■ Goal ■
Repeat exactly the lines of the listing from the line containing "For every instance of the boat" through its last line, and nothing beyond them.

<<<<

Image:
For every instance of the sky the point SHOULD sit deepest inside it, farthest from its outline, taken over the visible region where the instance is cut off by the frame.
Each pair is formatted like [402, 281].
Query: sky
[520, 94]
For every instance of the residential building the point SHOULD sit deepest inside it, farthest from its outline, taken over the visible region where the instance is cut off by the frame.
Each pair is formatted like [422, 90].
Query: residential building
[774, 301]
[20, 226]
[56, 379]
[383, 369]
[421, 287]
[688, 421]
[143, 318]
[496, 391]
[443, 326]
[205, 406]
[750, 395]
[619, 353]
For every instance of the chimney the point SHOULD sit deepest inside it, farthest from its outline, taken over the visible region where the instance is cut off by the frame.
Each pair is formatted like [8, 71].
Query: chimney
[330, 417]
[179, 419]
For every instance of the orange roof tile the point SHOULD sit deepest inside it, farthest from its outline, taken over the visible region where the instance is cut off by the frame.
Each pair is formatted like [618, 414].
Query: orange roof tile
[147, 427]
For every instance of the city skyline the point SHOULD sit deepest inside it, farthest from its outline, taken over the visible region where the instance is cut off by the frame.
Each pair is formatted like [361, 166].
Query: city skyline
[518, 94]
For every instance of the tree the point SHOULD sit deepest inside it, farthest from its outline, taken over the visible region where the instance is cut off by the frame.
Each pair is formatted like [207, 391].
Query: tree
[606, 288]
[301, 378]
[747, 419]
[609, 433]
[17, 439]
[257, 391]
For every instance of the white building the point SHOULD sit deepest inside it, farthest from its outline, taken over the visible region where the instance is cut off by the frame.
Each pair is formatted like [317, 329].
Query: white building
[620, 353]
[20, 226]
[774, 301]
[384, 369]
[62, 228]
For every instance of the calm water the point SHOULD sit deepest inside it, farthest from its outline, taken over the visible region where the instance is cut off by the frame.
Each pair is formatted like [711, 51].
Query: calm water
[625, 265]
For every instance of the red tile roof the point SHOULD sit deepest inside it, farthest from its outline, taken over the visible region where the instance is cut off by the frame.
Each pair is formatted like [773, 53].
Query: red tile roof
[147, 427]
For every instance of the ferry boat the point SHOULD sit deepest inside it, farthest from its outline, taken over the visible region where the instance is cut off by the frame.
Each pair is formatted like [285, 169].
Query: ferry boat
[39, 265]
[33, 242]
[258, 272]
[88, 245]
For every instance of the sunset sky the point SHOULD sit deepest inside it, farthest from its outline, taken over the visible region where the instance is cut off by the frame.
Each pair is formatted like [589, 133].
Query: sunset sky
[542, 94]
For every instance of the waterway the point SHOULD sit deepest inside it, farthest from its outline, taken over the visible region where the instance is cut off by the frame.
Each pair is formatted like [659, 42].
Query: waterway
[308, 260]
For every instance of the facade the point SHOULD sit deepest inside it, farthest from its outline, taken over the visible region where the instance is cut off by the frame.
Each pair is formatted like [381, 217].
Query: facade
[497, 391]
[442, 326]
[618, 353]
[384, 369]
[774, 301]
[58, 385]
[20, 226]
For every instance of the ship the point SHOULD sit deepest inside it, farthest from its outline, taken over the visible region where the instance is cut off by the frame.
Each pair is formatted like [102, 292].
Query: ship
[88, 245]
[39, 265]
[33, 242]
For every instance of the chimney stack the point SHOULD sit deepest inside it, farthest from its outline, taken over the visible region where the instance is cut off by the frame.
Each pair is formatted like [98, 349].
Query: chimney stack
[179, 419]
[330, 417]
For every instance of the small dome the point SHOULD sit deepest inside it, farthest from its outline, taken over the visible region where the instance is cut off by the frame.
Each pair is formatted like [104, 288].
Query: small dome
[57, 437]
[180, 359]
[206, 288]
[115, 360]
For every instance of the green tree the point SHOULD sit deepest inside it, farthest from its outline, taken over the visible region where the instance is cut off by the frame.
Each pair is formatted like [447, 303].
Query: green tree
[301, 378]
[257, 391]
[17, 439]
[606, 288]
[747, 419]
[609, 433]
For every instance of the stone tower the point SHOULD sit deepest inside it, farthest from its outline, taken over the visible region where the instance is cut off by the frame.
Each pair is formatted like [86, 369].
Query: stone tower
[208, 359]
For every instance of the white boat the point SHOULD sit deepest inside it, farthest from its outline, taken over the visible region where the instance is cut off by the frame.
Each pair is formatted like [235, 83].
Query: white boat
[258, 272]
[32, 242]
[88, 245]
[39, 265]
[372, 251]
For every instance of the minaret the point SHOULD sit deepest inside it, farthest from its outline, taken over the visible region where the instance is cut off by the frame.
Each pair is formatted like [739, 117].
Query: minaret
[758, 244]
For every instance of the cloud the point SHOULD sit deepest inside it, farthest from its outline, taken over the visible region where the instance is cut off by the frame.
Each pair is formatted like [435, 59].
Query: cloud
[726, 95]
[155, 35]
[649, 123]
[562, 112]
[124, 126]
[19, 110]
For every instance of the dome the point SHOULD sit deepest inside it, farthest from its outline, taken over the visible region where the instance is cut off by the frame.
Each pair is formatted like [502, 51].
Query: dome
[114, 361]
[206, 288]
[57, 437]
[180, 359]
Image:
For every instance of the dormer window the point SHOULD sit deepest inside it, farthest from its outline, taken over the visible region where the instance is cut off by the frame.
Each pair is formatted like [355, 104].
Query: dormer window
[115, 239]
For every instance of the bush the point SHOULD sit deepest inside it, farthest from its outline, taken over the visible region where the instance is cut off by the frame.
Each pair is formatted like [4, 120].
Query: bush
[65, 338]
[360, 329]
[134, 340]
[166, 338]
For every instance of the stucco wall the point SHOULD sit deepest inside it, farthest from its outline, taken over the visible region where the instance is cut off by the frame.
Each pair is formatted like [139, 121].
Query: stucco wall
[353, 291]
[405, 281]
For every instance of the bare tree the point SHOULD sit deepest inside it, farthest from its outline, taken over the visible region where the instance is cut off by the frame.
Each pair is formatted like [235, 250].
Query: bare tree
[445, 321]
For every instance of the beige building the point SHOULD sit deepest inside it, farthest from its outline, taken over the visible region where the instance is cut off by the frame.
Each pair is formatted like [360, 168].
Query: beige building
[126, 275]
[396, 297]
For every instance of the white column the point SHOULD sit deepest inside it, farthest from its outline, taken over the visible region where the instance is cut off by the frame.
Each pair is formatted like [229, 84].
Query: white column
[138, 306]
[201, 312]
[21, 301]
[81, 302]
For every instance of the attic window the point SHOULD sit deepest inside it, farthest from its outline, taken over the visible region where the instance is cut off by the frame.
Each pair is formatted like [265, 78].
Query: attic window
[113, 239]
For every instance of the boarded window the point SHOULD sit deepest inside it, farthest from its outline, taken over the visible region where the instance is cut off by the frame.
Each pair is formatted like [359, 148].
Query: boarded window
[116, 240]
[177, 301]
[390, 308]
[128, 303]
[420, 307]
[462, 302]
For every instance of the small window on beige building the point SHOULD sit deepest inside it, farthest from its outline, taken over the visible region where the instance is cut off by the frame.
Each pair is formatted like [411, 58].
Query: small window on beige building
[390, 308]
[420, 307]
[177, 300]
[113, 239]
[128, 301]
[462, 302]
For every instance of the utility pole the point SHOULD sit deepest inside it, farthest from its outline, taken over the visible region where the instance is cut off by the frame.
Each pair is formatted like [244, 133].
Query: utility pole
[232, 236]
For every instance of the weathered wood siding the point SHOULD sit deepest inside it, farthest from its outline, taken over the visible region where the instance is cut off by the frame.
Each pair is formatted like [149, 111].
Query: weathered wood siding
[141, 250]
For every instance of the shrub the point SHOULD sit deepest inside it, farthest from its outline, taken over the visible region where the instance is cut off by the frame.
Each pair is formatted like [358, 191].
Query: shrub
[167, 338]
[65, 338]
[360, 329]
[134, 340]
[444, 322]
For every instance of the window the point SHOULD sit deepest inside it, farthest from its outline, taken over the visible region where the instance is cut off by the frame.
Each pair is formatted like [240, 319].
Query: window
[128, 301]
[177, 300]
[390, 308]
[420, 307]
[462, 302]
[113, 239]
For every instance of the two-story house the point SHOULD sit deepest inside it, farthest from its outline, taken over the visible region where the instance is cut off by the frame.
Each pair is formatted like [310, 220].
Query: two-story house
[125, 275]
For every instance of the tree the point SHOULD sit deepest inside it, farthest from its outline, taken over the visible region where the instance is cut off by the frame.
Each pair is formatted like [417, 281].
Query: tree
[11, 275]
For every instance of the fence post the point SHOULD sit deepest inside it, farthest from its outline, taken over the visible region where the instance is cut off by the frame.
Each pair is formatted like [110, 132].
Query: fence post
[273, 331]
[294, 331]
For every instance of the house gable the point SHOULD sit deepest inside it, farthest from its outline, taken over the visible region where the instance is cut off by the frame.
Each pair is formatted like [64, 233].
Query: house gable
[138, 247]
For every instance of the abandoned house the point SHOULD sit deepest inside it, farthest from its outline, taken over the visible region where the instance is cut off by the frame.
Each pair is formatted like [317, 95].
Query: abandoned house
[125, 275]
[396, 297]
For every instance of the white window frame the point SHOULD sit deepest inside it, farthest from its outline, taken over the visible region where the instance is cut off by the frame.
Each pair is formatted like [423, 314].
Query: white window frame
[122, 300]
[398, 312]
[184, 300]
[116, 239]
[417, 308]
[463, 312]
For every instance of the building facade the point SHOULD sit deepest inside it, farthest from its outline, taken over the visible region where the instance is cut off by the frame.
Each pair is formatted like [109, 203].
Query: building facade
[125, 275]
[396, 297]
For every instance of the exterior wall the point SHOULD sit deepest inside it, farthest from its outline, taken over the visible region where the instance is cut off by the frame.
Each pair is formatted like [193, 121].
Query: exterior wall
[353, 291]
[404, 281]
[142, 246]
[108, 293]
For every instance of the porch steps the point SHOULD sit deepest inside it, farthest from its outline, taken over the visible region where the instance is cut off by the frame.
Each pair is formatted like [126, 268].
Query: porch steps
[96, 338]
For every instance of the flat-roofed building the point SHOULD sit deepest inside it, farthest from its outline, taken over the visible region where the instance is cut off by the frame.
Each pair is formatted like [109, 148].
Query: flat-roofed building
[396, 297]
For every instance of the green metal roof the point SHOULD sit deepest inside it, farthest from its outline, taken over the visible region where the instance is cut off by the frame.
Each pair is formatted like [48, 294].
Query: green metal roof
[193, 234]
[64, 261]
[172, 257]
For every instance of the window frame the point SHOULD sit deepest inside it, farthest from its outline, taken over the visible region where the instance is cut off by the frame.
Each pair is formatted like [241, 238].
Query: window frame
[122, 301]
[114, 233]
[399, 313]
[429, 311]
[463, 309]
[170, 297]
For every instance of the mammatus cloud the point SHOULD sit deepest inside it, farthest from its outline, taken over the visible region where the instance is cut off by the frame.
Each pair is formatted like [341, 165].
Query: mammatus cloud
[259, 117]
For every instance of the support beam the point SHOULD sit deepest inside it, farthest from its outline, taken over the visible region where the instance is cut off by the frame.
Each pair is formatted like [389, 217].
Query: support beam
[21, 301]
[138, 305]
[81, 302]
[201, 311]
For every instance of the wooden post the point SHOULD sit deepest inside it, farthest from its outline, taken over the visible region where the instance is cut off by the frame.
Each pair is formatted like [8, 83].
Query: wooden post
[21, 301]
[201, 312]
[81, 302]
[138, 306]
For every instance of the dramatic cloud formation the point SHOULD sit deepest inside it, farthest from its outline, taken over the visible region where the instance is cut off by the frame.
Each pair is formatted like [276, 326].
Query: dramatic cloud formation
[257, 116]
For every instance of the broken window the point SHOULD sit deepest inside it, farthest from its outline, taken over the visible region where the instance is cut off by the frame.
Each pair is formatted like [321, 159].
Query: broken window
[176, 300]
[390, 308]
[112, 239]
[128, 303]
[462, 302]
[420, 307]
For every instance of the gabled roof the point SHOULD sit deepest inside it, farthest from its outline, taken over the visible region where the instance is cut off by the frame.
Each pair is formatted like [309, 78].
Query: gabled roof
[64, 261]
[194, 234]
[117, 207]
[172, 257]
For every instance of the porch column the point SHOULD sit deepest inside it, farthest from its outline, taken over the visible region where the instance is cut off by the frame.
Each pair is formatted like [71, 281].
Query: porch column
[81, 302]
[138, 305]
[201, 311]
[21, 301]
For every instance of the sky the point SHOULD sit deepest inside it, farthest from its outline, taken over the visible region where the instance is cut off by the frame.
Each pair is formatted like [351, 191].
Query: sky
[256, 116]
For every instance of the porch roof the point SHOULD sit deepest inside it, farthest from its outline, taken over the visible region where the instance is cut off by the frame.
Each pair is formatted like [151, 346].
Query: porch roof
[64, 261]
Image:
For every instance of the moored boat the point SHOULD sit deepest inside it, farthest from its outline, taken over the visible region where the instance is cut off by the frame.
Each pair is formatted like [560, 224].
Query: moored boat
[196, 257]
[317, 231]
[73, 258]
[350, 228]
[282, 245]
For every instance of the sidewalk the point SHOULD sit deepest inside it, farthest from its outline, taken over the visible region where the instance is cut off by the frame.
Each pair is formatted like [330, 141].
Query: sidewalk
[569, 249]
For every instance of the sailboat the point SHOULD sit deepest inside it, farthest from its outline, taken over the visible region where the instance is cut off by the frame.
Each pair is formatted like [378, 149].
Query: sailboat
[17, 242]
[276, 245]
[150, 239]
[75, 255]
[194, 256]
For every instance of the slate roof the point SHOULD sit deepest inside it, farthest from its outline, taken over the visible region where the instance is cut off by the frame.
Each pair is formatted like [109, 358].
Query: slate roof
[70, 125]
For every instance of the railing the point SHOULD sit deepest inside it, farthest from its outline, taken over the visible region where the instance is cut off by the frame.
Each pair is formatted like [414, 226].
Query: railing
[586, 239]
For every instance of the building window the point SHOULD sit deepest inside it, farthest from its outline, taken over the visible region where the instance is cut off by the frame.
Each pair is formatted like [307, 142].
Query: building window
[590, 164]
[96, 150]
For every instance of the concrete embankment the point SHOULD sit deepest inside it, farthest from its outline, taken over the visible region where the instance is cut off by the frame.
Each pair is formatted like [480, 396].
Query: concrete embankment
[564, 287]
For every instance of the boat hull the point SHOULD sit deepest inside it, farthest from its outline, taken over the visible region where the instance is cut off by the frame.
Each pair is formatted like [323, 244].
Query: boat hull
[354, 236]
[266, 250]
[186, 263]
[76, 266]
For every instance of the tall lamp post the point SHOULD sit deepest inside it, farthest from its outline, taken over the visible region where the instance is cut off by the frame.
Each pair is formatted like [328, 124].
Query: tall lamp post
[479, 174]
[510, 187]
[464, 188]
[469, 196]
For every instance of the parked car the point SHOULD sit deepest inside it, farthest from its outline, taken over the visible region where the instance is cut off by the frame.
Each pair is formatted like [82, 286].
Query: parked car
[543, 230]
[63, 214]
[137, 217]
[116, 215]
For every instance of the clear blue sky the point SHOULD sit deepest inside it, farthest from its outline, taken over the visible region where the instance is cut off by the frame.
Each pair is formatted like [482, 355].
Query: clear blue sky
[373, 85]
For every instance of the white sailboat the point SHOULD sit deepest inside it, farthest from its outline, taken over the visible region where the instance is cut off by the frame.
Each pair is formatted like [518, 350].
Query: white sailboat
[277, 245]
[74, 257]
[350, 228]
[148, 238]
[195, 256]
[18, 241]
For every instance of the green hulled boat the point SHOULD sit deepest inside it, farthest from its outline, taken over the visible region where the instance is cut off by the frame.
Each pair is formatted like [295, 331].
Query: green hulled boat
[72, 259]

>>>>

■ Response to this task ■
For every instance of the boat hull the point SHOULD sit deepest inside it, farthest from its outline, taken over the visible region where the instance is cut off by the frame.
Each pair is formatted like [323, 244].
Query: boat hull
[354, 236]
[266, 250]
[186, 263]
[76, 266]
For every instance of the tall lamp post the point SHOULD sit deepest inside it, farthest from its outline, taken over the visible region where the instance is cut off by the frame.
Each pair is formatted like [328, 124].
Query: tall lamp post
[479, 174]
[510, 187]
[464, 188]
[469, 196]
For every instance of the parked car the point SHOULD sit deepest inside it, farthest from its outline, taken over the visible region where the instance is cut off by the frame.
Each pair is formatted like [82, 286].
Query: parked car
[543, 230]
[63, 214]
[137, 217]
[116, 215]
For every instance of the clear blue sky the point SHOULD sit deepest inside it, farthest from its outline, taken over the visible region where the instance is cut off by the frame.
Each pair is formatted like [482, 355].
Query: clear blue sky
[373, 85]
For every instance of the white sailboat the point SHOULD sit deepest inside it, farthest from its outline, taken over the visible region where the instance is cut off by the frame.
Each pair is formatted like [518, 350].
Query: white sailboat
[277, 245]
[74, 257]
[350, 228]
[148, 238]
[195, 256]
[18, 241]
For every instance of the green hulled boat the point SHOULD sit deepest inside it, farthest from its outline, taken over the visible region where the instance is cut off by the frame.
Each pair is formatted like [295, 331].
Query: green hulled boat
[72, 259]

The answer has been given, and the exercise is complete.